Tarefa curta 1. Quais estados a carta do Encontro Nacional de MOVAs menciona "em âmbito estadual"? Liste todos.
Tarefa curta 2. Continue a carta do Encontro Nacional de MOVAs a partir da última frase do texto.

==== Texto

CARTA DO 3º ENCONTRO NACIONAL DE MOVAs

 

Ao Sr. Excelentíssimo Ministro,

Cristóvam Buarque.
Ao Sr. Excelentíssimo Ministro,
Cristóvam Buarque.
 

Os mais de seiscentos participantes reunidos no 3º Encontro Nacional de MOVAs, em Goiânia, no período de 10 a 12 de agosto do corrente ano, apresentam as deliberações construídas e aprovadas em plenário.

No Brasil existem mais de 16 milhões de pessoas jovens e adultas analfabetas absolutas e cerca de 65 milhões com escolaridade inferior ao Ensino Fundamental completo, excluídas, portanto, de um direito básico que lhes garante a Constituição nacional.

Inspirados pelo legado de Paulo Freire, diversos grupos e organizações vêm atuando há longa data no campo da alfabetização e da educação básica de jovens e adultos, articulando-se nacionalmente, discutindo e propondo políticas públicas para essa modalidade.

Nesse contexto nacional, uma das grandes ações implementadas foi a parceria entre os Movimentos Sociais e as Administrações Populares municipais e estaduais na construção dos Movimentos de Alfabetização de Jovens e Adultos – MOVAs. Os MOVAs vêm rompendo com as práticas das antigas campanhas com vieses assistencialistas, descomprometidas com a continuidade da escolarização e com a transformação da sociedade brasileira.

Os MOVAs vêm promovendo uma ação alfabetizadora popular que extrapola a visão da alfabetização apenas como decodificação da escrita, pautando-a nos princípios da formação cidadã, envolvendo toda a sociedade civil em parcerias com os poderes públicos para a garantia da alfabetização enquanto ação política e cultural.

Com vistas ao resgate da historicidade dos MOVAs, relembramos que o MOVA-SP, criado em 1989, é o marco inicial de todos os Movimentos de Alfabetização de Jovens e Adultos implementados em Administrações Populares. Como exemplo, citamos Porto Alegre, Alvorada, Cachoeirinha e Caxias do Sul (RS); São Paulo, Diadema, Embú, Mauá, Guarulhos, São Carlos, Araraquara, Ribeirão Pires e Santo André (SP); Angra dos Reis (RJ), Belém e Cametá (Pará); Chapecó, Rio do Sul e Blumenau (SC); Ipatinga (MG). Podemos citar também outros projetos e movimentos de alfabetização alicerçados nos mesmos princípios da educação popular, tais como GTPA/DF, AJA-Expansão de Goiânia (GO) e Ler-Rio Claro. Ainda, em âmbito estadual, mencionamos os estados do Rio Grande do Sul, Rio de Janeiro, Mato Grosso do Sul e Acre.

========
==== Registros listados

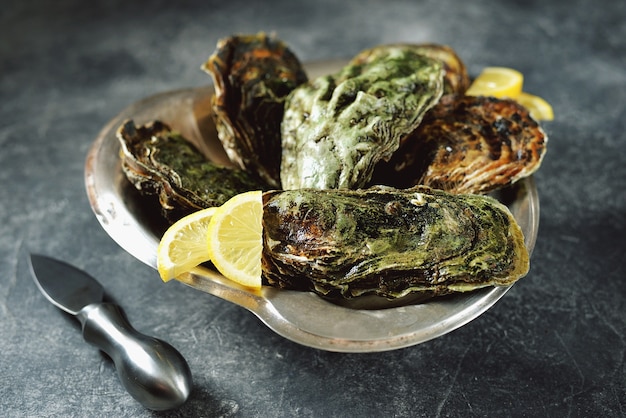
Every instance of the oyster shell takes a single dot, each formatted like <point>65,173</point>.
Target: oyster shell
<point>158,161</point>
<point>337,127</point>
<point>467,144</point>
<point>388,242</point>
<point>252,75</point>
<point>455,79</point>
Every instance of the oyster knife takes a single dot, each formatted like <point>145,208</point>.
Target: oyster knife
<point>151,370</point>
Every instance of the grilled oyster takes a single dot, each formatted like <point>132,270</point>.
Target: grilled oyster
<point>468,144</point>
<point>252,75</point>
<point>337,127</point>
<point>455,80</point>
<point>158,161</point>
<point>388,242</point>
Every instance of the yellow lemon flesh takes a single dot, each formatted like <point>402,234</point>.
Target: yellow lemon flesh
<point>184,245</point>
<point>235,239</point>
<point>497,82</point>
<point>537,106</point>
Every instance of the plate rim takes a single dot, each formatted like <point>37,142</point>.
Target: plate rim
<point>116,219</point>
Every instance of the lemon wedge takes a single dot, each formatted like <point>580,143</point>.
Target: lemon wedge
<point>497,82</point>
<point>235,239</point>
<point>184,245</point>
<point>538,107</point>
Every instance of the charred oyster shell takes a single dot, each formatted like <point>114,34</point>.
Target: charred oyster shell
<point>468,144</point>
<point>389,242</point>
<point>252,75</point>
<point>337,127</point>
<point>158,161</point>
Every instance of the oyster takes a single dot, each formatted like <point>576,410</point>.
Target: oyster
<point>337,127</point>
<point>252,75</point>
<point>467,144</point>
<point>388,242</point>
<point>455,79</point>
<point>158,161</point>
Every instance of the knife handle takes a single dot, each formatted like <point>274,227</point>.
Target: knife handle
<point>151,370</point>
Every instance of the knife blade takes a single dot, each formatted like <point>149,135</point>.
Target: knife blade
<point>151,370</point>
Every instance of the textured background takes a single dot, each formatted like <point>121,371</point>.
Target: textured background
<point>553,346</point>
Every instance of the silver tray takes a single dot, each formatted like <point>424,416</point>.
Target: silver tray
<point>135,224</point>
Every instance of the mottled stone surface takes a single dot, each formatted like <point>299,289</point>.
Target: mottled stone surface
<point>553,346</point>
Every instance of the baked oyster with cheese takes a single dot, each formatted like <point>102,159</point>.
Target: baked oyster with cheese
<point>391,243</point>
<point>160,162</point>
<point>455,77</point>
<point>337,127</point>
<point>252,75</point>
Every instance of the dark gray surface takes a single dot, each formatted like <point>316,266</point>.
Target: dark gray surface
<point>554,346</point>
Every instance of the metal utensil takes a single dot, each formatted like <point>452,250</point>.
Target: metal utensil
<point>151,370</point>
<point>301,317</point>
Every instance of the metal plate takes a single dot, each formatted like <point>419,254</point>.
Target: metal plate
<point>136,225</point>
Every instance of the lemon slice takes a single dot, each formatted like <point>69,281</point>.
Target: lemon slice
<point>184,245</point>
<point>498,82</point>
<point>234,239</point>
<point>539,108</point>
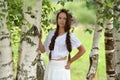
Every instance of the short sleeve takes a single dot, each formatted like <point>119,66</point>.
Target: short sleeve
<point>75,41</point>
<point>47,41</point>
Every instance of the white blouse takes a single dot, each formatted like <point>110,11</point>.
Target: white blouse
<point>60,49</point>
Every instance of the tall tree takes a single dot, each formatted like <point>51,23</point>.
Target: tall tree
<point>96,41</point>
<point>109,42</point>
<point>30,63</point>
<point>116,36</point>
<point>6,61</point>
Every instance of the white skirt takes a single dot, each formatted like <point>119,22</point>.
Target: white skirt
<point>55,70</point>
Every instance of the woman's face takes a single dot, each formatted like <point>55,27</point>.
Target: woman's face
<point>62,19</point>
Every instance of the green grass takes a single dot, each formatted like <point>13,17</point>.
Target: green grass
<point>80,67</point>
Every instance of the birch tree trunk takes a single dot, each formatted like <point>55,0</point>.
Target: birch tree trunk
<point>109,49</point>
<point>116,36</point>
<point>95,46</point>
<point>30,63</point>
<point>6,61</point>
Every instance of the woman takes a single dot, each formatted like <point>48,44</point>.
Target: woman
<point>58,45</point>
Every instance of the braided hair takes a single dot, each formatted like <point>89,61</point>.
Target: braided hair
<point>67,29</point>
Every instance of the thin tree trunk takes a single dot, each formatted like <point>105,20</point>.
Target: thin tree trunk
<point>6,61</point>
<point>109,49</point>
<point>95,46</point>
<point>30,63</point>
<point>116,35</point>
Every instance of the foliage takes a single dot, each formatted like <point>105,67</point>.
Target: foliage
<point>15,15</point>
<point>46,10</point>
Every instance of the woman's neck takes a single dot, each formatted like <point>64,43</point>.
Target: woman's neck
<point>61,31</point>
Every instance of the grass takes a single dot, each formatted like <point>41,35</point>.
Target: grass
<point>80,67</point>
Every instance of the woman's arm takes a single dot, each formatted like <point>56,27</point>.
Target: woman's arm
<point>79,54</point>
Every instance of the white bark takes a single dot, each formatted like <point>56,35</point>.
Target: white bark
<point>116,36</point>
<point>6,61</point>
<point>109,50</point>
<point>95,45</point>
<point>29,54</point>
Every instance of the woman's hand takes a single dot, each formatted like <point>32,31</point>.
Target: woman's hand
<point>67,65</point>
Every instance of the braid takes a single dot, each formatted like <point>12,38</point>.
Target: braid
<point>51,46</point>
<point>68,44</point>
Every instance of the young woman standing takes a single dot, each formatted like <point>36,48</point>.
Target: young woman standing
<point>58,45</point>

========

Resposta 1. Rio Grande do Sul, Rio de Janeiro, Mato Grosso do Sul e Acre.

Resposta 2.
De forma dispersa participávamos dos encontros de EJA, de seminários de estudo, em atividades organizadas nos governos locais. Participamos de redes como a RAAAB – Rede de Apoio à Ação Alfabetizadora do Brasil e compomos as reuniões dos Fóruns Estaduais de EJA. Entretanto, isso não era o suficiente.

No 1º Fórum Social Mundial, o MOVA-RS convocou uma reunião com os MOVAs que estavam presentes, com as ONGs paulistas, Ação Educativa e Instituto Paulo Freire. Dessa reunião nasceu a organização do 1º Encontro Nacional de MOVAs, que foi marcado para outubro de 2001. Casualmente, o Encontro coincidiu com o Fórum Mundial de Educação em Porto Alegre, do qual participamos como atividade simultânea.

Na ocasião reuniram-se centenas de participantes de MOVAs de dezenas de Administrações Populares. Como foi a primeira vez que nos encontrávamos em espaço exclusivo, a pauta foi preparada para que fosse feita uma revisão dos conceitos e dos princípios que norteavam essas experiências: 1) conceito de alfabetização; 2) conceito e relações de parceria com a sociedade civil; 3) estrutura do MOVA; 4) formação político-pedagógica; 5) avaliação.

O 1º Encontro Nacional de MOVAs encerrou chamando a organização do 2º Encontro para o MOVA-ABC, em especial para Santo André e Diadema, para julho de 2002, com pauta dirigida ao aprofundamento do conceito de parceria, das questões de gênero, etnia e de portadores de deficiências. Da mesma forma, centenas de pessoas dos MOVAs fizeram-se presentes e, ao final, ficou indicado o 3º Encontro Nacional de MOVAs para Goiânia, em meados de agosto deste ano, tendo como tema central o MOVA como Política Pública.

No 3º Encontro Nacional, uma das principais deliberações tomadas foi a constituição da REDE NACIONAL DE MOVAs, denominada de MOVA-BRASIL. Seu objetivo é favorecer a construção de espaços para a reflexão da práxis e troca de experiências, articular e estimular a expansão das ações de alfabetização de jovens e adultos já existentes no país e promover novas iniciativas de alfabetização orientadas por uma perspectiva de democratização da cultura e da participação popular.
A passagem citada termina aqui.